#### Problem to work on
Extract exactly the range of lines bounded by the line containing "Annotate each instance of the chair" and the final line of the listing, both ends included, and no other lines.

— Begin Raw records —

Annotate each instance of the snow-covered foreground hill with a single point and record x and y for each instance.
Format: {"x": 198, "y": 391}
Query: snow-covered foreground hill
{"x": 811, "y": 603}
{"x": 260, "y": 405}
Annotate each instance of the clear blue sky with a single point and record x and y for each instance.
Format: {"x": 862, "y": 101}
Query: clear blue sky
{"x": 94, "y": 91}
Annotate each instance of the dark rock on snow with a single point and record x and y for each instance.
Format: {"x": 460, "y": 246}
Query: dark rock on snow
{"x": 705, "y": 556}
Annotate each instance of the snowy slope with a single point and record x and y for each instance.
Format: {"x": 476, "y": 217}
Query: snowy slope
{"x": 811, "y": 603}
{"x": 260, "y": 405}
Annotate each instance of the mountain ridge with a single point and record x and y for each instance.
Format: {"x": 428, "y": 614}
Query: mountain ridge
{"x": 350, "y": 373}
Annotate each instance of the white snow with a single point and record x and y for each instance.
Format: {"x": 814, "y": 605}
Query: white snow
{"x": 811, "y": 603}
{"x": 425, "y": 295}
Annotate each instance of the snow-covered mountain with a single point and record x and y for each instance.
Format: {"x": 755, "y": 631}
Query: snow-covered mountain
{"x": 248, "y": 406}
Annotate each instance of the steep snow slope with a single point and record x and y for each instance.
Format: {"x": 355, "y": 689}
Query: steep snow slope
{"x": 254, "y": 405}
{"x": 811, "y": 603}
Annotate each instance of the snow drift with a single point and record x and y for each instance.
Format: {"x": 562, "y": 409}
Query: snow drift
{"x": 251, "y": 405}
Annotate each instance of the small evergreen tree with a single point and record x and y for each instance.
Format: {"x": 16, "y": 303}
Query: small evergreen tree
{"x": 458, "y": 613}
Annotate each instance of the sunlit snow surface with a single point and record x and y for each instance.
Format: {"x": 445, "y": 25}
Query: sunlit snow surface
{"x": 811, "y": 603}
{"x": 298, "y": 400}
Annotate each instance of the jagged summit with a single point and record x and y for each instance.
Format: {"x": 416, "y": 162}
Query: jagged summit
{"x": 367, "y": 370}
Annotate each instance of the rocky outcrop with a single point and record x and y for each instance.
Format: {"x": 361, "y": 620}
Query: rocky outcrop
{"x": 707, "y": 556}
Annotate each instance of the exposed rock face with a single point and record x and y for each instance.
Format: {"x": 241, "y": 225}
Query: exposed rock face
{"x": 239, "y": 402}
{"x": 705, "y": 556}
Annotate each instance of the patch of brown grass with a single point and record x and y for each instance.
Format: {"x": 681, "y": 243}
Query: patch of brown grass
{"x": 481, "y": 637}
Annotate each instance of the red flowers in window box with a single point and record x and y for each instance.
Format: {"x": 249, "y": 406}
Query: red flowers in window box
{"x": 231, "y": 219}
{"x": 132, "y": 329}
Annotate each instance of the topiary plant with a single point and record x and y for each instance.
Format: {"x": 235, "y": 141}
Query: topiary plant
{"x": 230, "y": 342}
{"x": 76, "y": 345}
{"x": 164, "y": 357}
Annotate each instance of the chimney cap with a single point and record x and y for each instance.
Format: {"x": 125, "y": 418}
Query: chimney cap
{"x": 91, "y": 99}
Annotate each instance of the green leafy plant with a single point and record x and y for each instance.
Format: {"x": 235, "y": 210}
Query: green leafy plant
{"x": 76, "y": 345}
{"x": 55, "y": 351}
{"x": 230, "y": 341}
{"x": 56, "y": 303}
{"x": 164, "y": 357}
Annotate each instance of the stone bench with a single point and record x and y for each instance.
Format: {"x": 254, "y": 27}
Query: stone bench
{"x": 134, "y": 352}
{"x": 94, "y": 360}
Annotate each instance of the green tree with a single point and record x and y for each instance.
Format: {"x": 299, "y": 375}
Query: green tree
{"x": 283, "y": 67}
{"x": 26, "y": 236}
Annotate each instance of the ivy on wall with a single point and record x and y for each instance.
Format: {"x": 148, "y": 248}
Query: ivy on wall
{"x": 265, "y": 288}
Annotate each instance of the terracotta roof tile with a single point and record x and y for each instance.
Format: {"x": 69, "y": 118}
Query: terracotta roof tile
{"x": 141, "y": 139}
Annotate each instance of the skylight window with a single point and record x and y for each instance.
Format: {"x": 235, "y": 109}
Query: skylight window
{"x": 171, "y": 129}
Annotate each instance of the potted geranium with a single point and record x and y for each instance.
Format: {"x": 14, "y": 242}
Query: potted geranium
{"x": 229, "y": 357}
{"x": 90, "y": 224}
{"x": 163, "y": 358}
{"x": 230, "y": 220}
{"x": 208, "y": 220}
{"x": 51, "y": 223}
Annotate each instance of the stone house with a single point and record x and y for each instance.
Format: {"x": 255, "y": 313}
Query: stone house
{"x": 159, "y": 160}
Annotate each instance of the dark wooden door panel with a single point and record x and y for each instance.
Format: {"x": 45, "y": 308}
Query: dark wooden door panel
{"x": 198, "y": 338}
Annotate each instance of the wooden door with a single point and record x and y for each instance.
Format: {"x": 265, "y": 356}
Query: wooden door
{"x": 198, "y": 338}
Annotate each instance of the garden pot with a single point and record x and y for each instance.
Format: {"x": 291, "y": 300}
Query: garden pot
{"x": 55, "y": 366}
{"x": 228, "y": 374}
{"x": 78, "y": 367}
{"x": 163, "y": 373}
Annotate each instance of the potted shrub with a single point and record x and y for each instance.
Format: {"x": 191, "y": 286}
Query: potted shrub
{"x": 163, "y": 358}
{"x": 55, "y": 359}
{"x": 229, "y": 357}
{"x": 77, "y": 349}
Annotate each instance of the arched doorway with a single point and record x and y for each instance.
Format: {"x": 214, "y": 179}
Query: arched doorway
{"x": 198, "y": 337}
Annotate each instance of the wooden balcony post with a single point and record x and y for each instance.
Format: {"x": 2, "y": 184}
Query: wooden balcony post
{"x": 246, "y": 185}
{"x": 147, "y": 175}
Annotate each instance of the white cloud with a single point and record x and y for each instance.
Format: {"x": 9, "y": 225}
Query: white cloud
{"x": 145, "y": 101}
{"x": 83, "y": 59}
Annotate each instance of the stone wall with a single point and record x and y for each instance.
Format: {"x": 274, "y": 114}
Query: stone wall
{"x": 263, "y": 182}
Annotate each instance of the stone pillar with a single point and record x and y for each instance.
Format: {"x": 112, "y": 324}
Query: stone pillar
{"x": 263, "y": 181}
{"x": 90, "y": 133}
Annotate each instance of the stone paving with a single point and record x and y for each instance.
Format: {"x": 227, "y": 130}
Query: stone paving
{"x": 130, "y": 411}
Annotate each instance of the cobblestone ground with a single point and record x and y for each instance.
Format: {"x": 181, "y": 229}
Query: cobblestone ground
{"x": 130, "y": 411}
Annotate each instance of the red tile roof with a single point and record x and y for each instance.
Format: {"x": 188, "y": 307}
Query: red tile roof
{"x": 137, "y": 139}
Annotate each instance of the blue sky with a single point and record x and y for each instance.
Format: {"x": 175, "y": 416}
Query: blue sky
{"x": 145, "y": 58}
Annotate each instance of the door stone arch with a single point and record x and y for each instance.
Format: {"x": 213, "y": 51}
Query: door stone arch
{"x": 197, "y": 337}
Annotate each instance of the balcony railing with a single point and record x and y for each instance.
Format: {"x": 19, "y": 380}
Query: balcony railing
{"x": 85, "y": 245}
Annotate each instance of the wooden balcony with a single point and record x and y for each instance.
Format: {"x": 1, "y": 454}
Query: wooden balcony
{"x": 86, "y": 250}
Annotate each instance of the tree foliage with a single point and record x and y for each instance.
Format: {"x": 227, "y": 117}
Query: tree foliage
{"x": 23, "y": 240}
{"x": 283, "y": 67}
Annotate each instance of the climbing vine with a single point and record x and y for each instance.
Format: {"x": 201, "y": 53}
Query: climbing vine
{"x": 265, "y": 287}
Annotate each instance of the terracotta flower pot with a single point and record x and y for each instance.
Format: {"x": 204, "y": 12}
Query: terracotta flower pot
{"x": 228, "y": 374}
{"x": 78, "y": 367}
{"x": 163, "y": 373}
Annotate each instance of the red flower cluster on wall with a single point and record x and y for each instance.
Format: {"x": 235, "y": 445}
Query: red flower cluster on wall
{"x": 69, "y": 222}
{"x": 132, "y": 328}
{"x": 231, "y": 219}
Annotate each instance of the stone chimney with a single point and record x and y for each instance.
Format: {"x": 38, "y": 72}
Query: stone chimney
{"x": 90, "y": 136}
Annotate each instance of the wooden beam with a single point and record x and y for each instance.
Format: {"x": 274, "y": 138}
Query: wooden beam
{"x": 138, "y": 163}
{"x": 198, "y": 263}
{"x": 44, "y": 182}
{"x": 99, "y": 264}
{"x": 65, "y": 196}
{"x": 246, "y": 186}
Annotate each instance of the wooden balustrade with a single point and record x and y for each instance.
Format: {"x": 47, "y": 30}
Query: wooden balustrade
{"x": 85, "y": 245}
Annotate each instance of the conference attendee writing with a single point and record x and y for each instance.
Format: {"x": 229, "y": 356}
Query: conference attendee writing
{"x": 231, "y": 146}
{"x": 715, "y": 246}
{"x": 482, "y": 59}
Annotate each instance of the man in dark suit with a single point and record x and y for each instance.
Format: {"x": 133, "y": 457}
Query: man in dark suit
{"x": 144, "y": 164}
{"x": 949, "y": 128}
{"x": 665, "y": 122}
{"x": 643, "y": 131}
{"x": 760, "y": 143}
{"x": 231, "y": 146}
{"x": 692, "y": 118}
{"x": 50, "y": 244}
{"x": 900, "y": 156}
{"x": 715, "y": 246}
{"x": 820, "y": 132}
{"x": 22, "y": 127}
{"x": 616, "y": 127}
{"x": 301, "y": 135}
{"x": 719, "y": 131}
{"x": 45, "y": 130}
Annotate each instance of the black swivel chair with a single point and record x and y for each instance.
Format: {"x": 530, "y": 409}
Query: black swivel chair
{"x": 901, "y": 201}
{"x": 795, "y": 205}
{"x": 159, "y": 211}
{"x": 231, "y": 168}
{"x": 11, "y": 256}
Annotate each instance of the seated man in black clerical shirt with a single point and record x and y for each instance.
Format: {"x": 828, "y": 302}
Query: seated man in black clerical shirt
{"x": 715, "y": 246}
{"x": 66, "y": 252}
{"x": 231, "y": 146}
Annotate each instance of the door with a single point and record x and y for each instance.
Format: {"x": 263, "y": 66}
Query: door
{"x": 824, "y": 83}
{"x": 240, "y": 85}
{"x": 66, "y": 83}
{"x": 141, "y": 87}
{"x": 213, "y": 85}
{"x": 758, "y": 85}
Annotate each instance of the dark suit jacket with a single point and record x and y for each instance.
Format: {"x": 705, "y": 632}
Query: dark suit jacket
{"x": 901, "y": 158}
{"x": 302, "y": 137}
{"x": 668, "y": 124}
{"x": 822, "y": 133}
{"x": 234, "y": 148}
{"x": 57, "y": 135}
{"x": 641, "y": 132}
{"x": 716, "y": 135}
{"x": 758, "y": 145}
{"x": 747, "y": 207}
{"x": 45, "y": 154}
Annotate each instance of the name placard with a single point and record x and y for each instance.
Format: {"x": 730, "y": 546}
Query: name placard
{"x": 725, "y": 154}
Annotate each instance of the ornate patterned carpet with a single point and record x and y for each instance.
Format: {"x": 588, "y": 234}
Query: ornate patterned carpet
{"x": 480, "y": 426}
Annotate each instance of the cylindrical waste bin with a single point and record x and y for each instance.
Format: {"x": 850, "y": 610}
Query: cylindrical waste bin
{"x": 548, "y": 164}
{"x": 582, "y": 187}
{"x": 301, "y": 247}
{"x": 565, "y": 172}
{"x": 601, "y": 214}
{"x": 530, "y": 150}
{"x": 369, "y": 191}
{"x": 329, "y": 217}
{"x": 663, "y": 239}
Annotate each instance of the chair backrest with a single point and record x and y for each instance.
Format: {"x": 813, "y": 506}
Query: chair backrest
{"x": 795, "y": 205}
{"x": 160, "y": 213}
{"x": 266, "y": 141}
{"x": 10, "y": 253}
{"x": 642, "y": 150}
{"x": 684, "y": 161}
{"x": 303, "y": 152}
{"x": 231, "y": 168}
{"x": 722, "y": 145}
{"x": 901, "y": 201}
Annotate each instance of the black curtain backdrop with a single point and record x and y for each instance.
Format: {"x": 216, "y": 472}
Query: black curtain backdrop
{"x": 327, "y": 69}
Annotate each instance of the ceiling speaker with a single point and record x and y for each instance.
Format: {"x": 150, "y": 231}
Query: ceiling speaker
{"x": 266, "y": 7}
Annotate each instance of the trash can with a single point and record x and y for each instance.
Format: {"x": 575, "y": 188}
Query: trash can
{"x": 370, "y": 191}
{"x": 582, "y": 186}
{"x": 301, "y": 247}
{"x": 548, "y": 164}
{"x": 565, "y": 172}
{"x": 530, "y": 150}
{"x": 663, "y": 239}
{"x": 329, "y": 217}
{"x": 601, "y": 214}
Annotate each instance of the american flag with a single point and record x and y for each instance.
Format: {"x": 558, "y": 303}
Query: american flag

— End Raw records —

#### Reply
Annotate each instance of the chair backrest with a single point and record x and y for each instance.
Format: {"x": 813, "y": 506}
Query: chair backrest
{"x": 795, "y": 205}
{"x": 160, "y": 213}
{"x": 266, "y": 141}
{"x": 10, "y": 253}
{"x": 642, "y": 150}
{"x": 684, "y": 161}
{"x": 303, "y": 152}
{"x": 231, "y": 168}
{"x": 722, "y": 145}
{"x": 901, "y": 201}
Annotate each instance of the black curtain backdrop with a single point and record x and y for each instance.
Format: {"x": 216, "y": 472}
Query: black curtain backdrop
{"x": 327, "y": 69}
Annotate each instance of the ceiling speaker with a single point and record x and y for each instance.
Format: {"x": 150, "y": 231}
Query: ceiling speaker
{"x": 266, "y": 7}
Annotate each instance of the trash can with a single point and record x and y for each instance.
Format: {"x": 575, "y": 188}
Query: trash can
{"x": 370, "y": 191}
{"x": 582, "y": 186}
{"x": 301, "y": 247}
{"x": 548, "y": 164}
{"x": 565, "y": 172}
{"x": 530, "y": 150}
{"x": 663, "y": 239}
{"x": 329, "y": 217}
{"x": 601, "y": 214}
Annotate each instance of the american flag with a single point and record x and y for each instance.
Format: {"x": 558, "y": 303}
Query: american flag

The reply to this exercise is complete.